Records
** START **

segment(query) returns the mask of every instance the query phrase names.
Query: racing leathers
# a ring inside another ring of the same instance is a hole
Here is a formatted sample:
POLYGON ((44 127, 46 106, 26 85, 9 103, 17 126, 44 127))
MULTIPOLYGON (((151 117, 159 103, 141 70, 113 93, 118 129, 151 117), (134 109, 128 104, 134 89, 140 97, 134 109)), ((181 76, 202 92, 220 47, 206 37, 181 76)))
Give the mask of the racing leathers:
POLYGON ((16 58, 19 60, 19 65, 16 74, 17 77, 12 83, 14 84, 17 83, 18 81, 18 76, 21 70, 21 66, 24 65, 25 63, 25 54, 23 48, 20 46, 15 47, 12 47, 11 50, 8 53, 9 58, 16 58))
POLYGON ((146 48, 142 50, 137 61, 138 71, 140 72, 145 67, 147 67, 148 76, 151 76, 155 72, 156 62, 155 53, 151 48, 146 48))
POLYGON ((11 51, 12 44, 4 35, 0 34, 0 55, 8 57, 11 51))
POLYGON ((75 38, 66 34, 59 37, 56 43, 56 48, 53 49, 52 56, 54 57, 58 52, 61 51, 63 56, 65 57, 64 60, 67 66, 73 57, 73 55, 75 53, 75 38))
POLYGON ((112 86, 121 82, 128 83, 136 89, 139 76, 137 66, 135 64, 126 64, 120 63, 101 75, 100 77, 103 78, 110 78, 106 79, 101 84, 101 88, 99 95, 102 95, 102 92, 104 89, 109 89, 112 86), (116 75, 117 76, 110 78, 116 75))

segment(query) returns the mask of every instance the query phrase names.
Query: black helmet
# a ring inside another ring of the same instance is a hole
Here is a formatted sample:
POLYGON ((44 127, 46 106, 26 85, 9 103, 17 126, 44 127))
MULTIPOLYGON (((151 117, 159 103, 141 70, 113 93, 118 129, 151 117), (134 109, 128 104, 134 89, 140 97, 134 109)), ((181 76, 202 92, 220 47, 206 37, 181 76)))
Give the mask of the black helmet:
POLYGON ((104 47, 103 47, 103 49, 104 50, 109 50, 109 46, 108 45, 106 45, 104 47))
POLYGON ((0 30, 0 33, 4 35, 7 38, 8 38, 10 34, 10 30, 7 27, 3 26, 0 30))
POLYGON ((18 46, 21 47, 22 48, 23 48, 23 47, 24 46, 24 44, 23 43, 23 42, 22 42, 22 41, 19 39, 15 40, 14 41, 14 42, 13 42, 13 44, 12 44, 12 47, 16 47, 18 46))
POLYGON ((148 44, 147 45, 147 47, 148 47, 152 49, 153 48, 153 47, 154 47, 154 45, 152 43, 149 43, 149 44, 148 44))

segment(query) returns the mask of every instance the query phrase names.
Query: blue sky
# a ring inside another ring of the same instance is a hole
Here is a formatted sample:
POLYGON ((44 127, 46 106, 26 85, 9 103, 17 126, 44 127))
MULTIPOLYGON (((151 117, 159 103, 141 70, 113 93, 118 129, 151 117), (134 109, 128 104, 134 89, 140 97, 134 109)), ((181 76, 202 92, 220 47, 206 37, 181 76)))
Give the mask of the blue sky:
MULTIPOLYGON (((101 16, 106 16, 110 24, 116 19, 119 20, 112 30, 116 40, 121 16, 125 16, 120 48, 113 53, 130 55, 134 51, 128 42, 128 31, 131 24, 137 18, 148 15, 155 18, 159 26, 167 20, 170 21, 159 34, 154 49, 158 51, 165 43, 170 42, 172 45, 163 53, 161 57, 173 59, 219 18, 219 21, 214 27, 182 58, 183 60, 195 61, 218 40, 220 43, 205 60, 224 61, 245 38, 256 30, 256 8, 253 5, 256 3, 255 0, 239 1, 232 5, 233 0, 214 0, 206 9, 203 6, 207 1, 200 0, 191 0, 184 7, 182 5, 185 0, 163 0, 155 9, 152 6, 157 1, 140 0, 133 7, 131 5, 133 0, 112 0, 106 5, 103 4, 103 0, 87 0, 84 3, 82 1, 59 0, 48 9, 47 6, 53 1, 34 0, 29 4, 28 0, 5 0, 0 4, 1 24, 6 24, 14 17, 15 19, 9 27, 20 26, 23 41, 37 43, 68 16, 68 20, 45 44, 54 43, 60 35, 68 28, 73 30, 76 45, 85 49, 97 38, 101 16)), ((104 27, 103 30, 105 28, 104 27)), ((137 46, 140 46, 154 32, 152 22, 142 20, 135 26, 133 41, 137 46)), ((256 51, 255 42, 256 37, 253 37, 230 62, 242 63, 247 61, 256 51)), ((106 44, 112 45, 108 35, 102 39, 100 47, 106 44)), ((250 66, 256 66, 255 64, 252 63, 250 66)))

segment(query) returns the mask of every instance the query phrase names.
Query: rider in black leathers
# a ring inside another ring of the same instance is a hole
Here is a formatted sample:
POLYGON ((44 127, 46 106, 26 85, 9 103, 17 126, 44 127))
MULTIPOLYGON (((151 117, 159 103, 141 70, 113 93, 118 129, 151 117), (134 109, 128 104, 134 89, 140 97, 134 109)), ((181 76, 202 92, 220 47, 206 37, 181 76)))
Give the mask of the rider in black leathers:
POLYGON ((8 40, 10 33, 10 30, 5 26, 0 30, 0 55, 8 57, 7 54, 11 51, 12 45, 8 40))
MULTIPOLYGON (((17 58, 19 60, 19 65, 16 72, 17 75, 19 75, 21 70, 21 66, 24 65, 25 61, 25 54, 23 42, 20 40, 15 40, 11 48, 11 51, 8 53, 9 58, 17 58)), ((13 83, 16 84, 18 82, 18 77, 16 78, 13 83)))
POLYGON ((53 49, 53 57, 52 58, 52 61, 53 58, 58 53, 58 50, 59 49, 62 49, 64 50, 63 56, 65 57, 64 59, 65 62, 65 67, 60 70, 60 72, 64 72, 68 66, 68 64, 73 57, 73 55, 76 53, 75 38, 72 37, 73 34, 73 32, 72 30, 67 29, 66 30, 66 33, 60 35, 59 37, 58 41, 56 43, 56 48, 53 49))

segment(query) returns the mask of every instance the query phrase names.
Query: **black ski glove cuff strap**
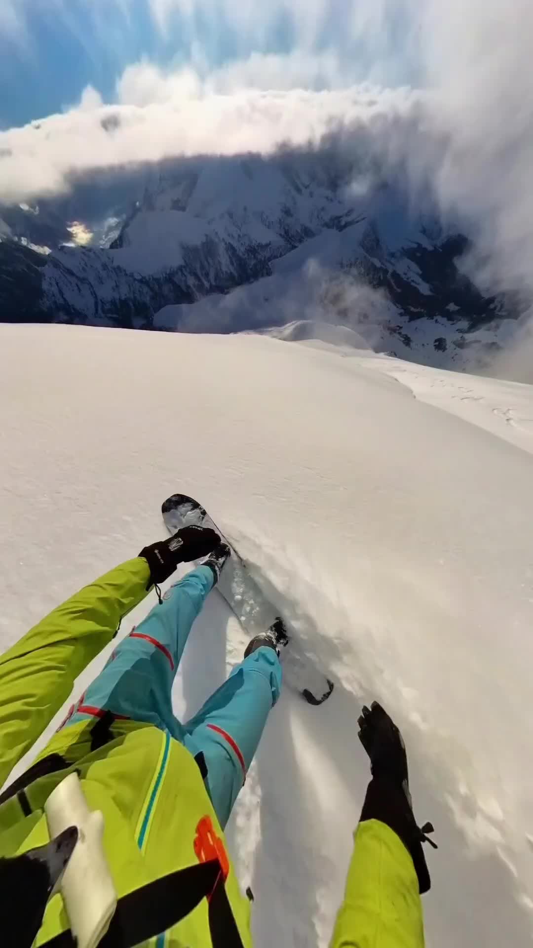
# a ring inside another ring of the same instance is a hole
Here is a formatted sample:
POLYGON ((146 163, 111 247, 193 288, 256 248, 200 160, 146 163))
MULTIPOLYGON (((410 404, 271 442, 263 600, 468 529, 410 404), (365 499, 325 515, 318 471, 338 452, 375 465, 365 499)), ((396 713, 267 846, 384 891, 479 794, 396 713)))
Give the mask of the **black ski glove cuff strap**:
POLYGON ((165 579, 175 573, 177 567, 175 553, 169 550, 168 540, 160 543, 153 543, 152 546, 145 546, 140 551, 139 556, 144 557, 150 567, 150 582, 147 589, 156 584, 164 583, 165 579))
MULTIPOLYGON (((401 787, 386 777, 374 777, 368 785, 360 816, 361 823, 365 820, 379 820, 399 836, 414 864, 420 895, 429 892, 432 881, 422 849, 424 833, 416 826, 401 787)), ((430 831, 429 828, 424 829, 430 831)))

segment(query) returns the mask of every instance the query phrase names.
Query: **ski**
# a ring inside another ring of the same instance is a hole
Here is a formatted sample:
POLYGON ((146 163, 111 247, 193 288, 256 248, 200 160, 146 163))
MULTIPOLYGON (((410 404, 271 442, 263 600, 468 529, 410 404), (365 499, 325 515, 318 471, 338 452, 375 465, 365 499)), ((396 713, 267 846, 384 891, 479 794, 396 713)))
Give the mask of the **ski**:
POLYGON ((291 634, 284 618, 278 614, 278 611, 250 574, 242 556, 205 507, 185 494, 174 494, 164 501, 161 512, 171 535, 184 526, 211 527, 228 543, 231 556, 222 571, 216 591, 226 600, 250 638, 266 629, 274 632, 284 653, 284 677, 286 684, 298 690, 309 704, 323 704, 333 691, 333 682, 299 653, 296 637, 291 634))

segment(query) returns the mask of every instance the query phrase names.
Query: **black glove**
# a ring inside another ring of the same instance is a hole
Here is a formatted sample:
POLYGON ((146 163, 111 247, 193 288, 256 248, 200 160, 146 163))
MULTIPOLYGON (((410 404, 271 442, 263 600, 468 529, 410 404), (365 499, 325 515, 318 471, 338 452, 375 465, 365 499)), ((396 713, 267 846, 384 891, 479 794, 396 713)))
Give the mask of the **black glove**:
POLYGON ((140 551, 150 567, 150 583, 159 584, 172 576, 178 563, 190 563, 211 553, 220 543, 220 537, 209 527, 182 527, 174 537, 152 543, 140 551))
POLYGON ((386 711, 377 702, 362 709, 358 721, 358 738, 370 757, 372 777, 366 792, 361 812, 361 822, 380 820, 401 839, 411 853, 420 895, 431 888, 431 879, 422 849, 422 843, 436 845, 428 839, 432 832, 431 823, 420 830, 413 812, 409 790, 409 771, 403 738, 386 711))

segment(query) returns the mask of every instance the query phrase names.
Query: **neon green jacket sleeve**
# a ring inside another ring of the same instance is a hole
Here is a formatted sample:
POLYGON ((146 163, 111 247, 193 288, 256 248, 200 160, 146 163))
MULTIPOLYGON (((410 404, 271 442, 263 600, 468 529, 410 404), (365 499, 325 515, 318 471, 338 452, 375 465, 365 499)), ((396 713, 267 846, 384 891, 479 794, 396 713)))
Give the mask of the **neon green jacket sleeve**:
POLYGON ((0 787, 149 582, 146 560, 128 560, 67 599, 0 658, 0 787))
POLYGON ((367 820, 354 837, 330 948, 423 948, 418 879, 399 836, 379 820, 367 820))

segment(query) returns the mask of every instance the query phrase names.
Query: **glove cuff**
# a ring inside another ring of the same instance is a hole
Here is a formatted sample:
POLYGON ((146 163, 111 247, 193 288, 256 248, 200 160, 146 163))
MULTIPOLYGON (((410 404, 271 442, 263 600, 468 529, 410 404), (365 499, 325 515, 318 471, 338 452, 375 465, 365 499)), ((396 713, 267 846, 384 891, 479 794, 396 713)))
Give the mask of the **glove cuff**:
POLYGON ((418 877, 420 895, 432 886, 428 864, 422 849, 424 832, 416 825, 402 788, 387 777, 374 777, 366 792, 360 822, 379 820, 399 836, 411 854, 418 877))
POLYGON ((169 539, 160 540, 158 543, 152 543, 145 546, 139 553, 150 567, 150 582, 147 589, 159 583, 164 583, 165 579, 175 573, 177 564, 181 562, 179 551, 183 546, 179 537, 171 537, 169 539))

** END **

• [WRITTEN REQUEST]: Reproduce the entries word for word, from their first line through the line containing "POLYGON ((11 51, 12", including both of those lines.

• [THE RESPONSE]:
segment(query) returns the mask of every instance the query phrase names.
Query: racing leathers
# a ring inside another ring of the same instance is a hole
Here is a formatted sample:
POLYGON ((44 127, 46 106, 26 85, 9 103, 17 126, 44 127))
MULTIPOLYGON (((151 117, 159 103, 141 70, 113 93, 118 129, 151 117), (134 109, 128 104, 134 89, 140 97, 134 109)), ((181 76, 202 92, 220 47, 206 37, 181 76)))
Give the mask of the racing leathers:
POLYGON ((16 58, 19 60, 19 65, 16 74, 17 77, 12 83, 14 84, 17 83, 18 81, 18 76, 21 70, 21 66, 24 65, 25 63, 25 54, 23 48, 20 46, 15 47, 12 47, 11 50, 8 53, 9 58, 16 58))
POLYGON ((146 48, 142 50, 137 61, 138 71, 140 72, 145 67, 147 67, 148 76, 151 76, 155 72, 156 62, 155 53, 151 48, 146 48))
POLYGON ((11 51, 12 44, 4 35, 0 34, 0 55, 8 57, 11 51))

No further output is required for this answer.